* **Stored items**:
--- START ---
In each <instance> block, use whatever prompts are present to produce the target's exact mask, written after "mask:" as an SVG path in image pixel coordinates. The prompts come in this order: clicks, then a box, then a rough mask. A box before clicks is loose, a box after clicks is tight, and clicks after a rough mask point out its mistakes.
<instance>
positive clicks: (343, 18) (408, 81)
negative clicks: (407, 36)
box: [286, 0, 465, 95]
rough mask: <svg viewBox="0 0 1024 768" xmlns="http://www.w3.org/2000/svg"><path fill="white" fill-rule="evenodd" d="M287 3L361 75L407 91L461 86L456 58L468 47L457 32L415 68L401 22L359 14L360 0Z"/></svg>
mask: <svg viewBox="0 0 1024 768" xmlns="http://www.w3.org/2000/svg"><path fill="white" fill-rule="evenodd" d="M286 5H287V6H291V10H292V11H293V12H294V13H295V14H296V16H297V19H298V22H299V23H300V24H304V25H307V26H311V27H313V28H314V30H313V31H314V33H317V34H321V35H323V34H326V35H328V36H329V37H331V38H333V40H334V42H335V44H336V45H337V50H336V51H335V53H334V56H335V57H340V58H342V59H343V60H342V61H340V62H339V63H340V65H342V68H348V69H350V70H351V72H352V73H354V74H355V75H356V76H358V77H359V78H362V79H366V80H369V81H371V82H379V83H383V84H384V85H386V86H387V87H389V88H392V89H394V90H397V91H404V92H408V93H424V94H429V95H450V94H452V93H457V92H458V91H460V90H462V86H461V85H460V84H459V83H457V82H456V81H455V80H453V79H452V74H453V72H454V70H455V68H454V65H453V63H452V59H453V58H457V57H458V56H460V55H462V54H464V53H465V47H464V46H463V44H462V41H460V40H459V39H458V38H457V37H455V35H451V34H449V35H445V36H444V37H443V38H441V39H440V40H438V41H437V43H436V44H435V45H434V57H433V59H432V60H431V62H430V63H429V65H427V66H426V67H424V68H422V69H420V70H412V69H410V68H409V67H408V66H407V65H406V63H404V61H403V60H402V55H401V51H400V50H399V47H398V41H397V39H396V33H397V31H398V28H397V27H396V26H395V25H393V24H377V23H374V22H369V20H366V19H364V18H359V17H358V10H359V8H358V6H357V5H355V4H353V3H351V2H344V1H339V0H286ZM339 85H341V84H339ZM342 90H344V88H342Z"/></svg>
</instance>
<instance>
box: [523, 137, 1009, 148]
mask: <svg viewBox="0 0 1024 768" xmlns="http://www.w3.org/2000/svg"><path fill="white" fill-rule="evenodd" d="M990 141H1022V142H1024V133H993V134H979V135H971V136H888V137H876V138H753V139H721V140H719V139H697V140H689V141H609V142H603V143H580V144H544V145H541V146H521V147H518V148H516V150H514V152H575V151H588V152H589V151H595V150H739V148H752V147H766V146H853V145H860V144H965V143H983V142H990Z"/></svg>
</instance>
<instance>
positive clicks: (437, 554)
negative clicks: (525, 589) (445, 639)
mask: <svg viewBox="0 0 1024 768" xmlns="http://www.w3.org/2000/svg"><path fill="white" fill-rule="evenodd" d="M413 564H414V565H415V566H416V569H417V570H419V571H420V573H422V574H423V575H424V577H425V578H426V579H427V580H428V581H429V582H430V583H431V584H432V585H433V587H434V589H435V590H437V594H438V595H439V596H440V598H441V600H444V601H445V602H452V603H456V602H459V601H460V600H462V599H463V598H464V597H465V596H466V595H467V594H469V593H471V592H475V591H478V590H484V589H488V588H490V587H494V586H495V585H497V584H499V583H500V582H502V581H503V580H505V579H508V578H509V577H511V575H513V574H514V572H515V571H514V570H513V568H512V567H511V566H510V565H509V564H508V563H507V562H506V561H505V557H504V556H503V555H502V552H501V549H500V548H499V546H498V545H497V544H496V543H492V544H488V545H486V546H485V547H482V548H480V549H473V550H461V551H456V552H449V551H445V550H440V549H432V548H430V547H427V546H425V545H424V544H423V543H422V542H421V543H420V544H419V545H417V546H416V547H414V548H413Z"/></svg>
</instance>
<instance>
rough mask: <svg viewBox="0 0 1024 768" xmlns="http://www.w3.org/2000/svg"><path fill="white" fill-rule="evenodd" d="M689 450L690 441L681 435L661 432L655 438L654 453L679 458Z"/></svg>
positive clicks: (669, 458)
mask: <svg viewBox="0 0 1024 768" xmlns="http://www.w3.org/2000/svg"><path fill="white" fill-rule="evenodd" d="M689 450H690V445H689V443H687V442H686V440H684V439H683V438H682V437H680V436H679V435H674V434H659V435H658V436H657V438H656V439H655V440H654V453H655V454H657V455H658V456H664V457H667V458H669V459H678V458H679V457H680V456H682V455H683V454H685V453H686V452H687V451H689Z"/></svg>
--- END ---
* **Task directions**:
Up to and including the line with "box: [286, 0, 465, 95]", please return the records exactly, beginning from their first line.

* **Result of the task**:
In each <instance> block, use whatever prompts are present to produce the target's exact mask, written after "mask:" as an SVG path in image pixel coordinates. The prompts come in this order: clicks, then a box, then a rough mask. A box before clicks is loose, a box after clicks is tight, and clicks after a rough mask point out its mistakes.
<instance>
positive clicks: (343, 18) (408, 81)
negative clicks: (407, 36)
box: [286, 0, 465, 95]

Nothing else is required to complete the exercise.